DIRECTIONS FOR THIS TASK
Search the entries below for the word "cloud" and copy every line where it appears.

+ + + + + + +

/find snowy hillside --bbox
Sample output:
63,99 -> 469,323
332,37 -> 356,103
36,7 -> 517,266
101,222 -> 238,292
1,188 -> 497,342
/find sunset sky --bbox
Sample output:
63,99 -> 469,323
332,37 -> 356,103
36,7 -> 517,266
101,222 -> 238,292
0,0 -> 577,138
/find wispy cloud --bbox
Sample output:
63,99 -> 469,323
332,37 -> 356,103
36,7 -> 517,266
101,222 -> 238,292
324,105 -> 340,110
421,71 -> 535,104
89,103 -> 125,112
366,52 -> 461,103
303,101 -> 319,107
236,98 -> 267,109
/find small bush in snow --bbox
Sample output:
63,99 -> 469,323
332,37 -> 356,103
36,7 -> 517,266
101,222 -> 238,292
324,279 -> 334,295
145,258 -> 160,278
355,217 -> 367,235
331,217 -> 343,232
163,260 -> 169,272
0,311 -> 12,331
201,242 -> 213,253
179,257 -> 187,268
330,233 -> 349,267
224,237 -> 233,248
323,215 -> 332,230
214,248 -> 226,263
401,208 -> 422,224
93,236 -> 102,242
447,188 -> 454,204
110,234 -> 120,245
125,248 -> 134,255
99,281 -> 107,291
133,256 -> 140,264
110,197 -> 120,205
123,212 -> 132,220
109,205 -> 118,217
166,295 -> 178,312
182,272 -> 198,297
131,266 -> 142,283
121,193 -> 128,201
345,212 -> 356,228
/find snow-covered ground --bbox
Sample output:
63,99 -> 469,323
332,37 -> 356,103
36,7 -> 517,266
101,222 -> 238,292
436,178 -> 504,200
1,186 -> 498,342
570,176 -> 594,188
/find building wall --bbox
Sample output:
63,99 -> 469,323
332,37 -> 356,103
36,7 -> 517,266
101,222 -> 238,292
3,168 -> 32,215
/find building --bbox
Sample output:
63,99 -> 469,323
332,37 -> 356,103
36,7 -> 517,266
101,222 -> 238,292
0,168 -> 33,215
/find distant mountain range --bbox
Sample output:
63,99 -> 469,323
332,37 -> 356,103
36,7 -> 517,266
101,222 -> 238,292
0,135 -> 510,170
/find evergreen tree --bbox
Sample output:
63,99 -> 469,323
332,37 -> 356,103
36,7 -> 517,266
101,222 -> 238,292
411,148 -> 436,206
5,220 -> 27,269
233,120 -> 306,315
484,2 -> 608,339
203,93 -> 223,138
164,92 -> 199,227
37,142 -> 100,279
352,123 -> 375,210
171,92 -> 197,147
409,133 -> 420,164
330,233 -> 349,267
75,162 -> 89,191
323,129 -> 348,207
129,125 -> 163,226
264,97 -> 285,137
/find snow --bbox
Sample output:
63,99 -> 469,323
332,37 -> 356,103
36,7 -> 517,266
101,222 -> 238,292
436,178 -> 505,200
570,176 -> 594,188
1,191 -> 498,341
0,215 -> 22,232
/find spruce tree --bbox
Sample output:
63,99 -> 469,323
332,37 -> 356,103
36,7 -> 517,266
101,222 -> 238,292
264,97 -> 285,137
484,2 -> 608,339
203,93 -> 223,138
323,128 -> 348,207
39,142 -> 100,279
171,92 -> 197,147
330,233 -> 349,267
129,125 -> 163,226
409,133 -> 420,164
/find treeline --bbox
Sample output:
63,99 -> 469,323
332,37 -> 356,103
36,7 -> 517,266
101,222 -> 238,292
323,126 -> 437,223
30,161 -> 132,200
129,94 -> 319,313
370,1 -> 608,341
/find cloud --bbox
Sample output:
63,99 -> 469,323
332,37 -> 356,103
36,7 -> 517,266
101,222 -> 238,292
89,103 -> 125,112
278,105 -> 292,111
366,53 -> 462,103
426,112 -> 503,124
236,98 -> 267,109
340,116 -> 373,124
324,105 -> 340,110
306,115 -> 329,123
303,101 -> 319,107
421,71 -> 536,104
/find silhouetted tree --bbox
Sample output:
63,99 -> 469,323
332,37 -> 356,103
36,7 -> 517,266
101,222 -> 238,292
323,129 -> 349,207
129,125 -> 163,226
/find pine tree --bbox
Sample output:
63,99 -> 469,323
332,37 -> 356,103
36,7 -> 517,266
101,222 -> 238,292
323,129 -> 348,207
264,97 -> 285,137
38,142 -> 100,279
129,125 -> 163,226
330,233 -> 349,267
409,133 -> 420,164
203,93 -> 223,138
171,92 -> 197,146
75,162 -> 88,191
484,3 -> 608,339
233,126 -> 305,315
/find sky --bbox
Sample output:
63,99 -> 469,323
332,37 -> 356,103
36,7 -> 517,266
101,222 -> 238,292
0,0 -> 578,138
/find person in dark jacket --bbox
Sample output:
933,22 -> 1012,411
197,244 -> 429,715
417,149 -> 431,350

+ + + + + + +

OUTPUT FOR THIS EXERCISE
/find wispy cloud --bbox
/find cloud --bbox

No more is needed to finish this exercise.